**Texto:**
* * * * * * *

ESTRATÉGIA E GESTÃO

Lean Summit 2025: 30 anos aprendendo e avançando juntos

Flávio Battaglia
Lean Summit 2025: 30 anos aprendendo e avançando juntos

O Lean Summit 2025 reuniu, no Distrito Anhembi em São Paulo, cerca de 2.000 profissionais de mais de 500 organizações para refletir sobre quase três décadas de prática do sistema lean no Brasil. Ao longo de dois dias, 120 executivos de mais de 100 empresas líderes em seus setores compartilharam resultados, aprendizados e desafios, compondo o maior encontro lean do mundo. O evento demonstrou que os avanços alcançados são expressivos, na eficiência das empresas, no desenvolvimento das pessoas e na difusão do sistema em áreas cada vez mais diversas, mas também deixou claro que a jornada está em permanente construção. Produtividade, nesse contexto, permanece como eixo central, condição essencial não apenas para a competitividade empresarial, mas para o fortalecimento do país como um todo. 

O sistema lean deixou de ser apenas um método aplicado à manufatura e se transformou em força social. O que nasceu, nos anos 1990, sobretudo como prática voltada para a indústria automobilística, espalhou-se para setores como tecnologia, saúde, agronegócio, educação, serviços, engenharia e até na advocacia. Essa expansão reflete uma mudança consistente de mentalidades e práticas: sociedades mais produtivas são também mais capazes de gerar riqueza, distribuir oportunidades e criar valor de maneira sustentável. No Brasil, a filosofia lean foi incorporada às estratégias de organizações que valorizam o aprendizado, transformam erros em oportunidades e compartilham suas experiências, demonstrando que a evolução contínua não se resume a um objetivo final, mas a um modo permanente de pensar e agir.

* * * * * * *

**Linhas fornecidas:**
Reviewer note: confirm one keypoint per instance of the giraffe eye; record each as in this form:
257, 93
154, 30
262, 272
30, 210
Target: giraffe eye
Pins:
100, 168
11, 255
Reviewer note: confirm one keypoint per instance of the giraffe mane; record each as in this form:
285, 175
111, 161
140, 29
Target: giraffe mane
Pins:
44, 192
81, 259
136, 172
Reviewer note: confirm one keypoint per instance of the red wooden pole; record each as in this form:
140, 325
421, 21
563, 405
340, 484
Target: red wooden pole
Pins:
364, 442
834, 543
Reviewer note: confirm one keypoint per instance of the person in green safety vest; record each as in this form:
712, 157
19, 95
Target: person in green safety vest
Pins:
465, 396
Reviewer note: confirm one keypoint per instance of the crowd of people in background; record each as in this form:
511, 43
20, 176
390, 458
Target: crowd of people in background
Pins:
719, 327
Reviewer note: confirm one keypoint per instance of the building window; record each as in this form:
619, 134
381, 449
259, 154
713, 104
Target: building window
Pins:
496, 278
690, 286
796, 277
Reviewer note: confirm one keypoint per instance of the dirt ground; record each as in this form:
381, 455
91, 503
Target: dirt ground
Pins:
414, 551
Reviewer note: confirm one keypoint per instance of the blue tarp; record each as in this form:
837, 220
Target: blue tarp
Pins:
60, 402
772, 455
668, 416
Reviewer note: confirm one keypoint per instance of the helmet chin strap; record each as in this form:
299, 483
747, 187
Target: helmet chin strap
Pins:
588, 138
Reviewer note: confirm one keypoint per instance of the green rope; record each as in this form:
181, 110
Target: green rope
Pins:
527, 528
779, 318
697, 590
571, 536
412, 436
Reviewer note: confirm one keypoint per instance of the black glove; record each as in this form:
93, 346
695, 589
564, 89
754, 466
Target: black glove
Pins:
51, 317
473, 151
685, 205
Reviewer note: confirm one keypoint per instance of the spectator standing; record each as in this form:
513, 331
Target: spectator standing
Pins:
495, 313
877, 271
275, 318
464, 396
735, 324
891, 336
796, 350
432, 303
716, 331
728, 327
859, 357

* * * * * * *

**O que se pede:** Reproduza tudo desde "O sistema lean deixou" até "pensar e agir." no texto sobre o Lean Summit 2025, substituindo "indústria automobilística" por "indústria têxtil". As linhas vêm de outra fonte, sem relação com o texto.

**Resposta:**
O sistema lean deixou de ser apenas um método aplicado à manufatura e se transformou em força social. O que nasceu, nos anos 1990, sobretudo como prática voltada para a indústria têxtil, espalhou-se para setores como tecnologia, saúde, agronegócio, educação, serviços, engenharia e até na advocacia. Essa expansão reflete uma mudança consistente de mentalidades e práticas: sociedades mais produtivas são também mais capazes de gerar riqueza, distribuir oportunidades e criar valor de maneira sustentável. No Brasil, a filosofia lean foi incorporada às estratégias de organizações que valorizam o aprendizado, transformam erros em oportunidades e compartilham suas experiências, demonstrando que a evolução contínua não se resume a um objetivo final, mas a um modo permanente de pensar e agir.